* **Source passage**

Hyman takes a good, hard look at the American obsession in youth sports and how it has changed the way sports are played and kids are treated physically, mentally and emotionally. I see it everyday at work, I see the battles that these young bodies go through and the wear and tear it brings upon them.

Hyman shows us the root of all these problems started when we took the kids out of their natural environment-stick, ball and open field and forced them into sport-specific training, competition and exhibition. The need to always be better, always be the best athlete and one-up the other kids has become so ingrained it is hard to imagine it any other way. Hyman shows us the true root of these issues: Adults. Not just parents; but parents and coaches and referees and program directors and specialty experts and every adult who tries to redeem their own youth through these children.

Also, he takes an approach to not just show other people's problems, but when he shows his own personal struggle with his son and his injuries it really takes the story to a more individual level. He also concluded the book with some areas in the country where things are being done right, where programs and ideas that bring the sport back to the kid is happening.

* **Records shown**
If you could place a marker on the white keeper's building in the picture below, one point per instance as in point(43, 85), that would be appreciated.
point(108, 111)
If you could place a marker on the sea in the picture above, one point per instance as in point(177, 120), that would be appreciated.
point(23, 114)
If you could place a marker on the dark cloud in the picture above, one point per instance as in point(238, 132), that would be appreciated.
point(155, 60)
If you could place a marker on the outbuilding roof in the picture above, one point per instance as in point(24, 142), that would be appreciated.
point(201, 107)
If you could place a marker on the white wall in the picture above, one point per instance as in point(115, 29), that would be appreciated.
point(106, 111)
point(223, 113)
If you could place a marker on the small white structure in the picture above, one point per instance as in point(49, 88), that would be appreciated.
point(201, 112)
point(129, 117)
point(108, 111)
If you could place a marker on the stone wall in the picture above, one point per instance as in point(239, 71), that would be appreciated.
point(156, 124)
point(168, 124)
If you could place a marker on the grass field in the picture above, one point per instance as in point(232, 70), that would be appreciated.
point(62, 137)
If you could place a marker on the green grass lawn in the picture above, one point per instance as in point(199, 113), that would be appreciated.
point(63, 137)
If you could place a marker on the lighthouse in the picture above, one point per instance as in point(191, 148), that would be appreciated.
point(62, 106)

* **Objectives**
- 1) In the youth sports review, who does Hyman say is the true root of the problems?
- 2) Continue the youth sports review from the point where it stops.

* **Responses for each task**
- 1) Adults: parents, coaches, referees, program directors, specialty experts, and every adult who tries to redeem their own youth through these children.

- 2)
When we see the "athletes of tomorrow" in little league, soccer, basketball-they rarely make it to the next level or to the professional level. This book looks at those stories individually and corporately and how many lives it affects, where children stay in sports more out of obligation and less out of desire or the love of the game.

Overall, the ideas and thoughts here need to be put more in the forefront of discussion especially for any parents that have young athletes or adults that work with them or coach them. Overuse is a real problem, and this book gets the topic out there. Every parent should read this book.

What do you think about youth sports?